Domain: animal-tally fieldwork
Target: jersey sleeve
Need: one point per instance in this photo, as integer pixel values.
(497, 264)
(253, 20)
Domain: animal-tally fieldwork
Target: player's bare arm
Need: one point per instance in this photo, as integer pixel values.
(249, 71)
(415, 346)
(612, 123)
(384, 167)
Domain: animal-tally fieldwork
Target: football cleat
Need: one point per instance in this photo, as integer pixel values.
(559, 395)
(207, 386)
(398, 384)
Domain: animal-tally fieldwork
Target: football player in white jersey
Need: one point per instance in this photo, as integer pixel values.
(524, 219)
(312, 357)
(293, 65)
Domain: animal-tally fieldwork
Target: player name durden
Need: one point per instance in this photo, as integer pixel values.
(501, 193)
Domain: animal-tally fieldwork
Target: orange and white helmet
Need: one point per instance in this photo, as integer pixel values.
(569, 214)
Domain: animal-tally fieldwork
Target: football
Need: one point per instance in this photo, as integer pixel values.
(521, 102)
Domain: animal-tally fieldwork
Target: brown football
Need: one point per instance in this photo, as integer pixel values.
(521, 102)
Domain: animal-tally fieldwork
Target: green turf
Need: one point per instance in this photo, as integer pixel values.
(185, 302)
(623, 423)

> GIVEN TASK:
Retype the entries one by one, exactly.

> CORRECT ANSWER:
Domain: animal-tally fieldwork
Target: jersey sleeve
Need: one point per instance in this photo, as integer pixel values.
(497, 264)
(253, 20)
Domain: animal-tally fieldwork
Target: player's bare arm
Need: one point per instance in this photo, as integer pixel values.
(249, 71)
(415, 346)
(612, 123)
(384, 167)
Domain: animal-tally fieldwork
Target: football cleat
Need: one point per instance in this photo, as integer pixel values.
(559, 395)
(207, 386)
(398, 384)
Domain: animal-tally fieldwork
Target: football player in white jersey
Need: one point per instance in this photo, as integer pixel values.
(524, 219)
(312, 357)
(293, 65)
Domain: animal-tally fieldwork
Target: player name durden
Need: one point per instance in this photo, as integer pixel values.
(501, 193)
Domain: animal-tally fieldwork
Target: orange and white helmet
Need: one point per instance in this photo, as integer pixel values.
(569, 214)
Domain: animal-tally fieldwork
Target: football
Need: one point per instance in this photo, as integer pixel values.
(521, 102)
Domain: animal-tally fieldwork
Target: brown football
Need: one point per instance in this photo, as integer pixel values.
(521, 102)
Domain: animal-tally fieldwork
Target: green turf
Need: one point per instance in this photo, as integer pixel values.
(185, 302)
(623, 423)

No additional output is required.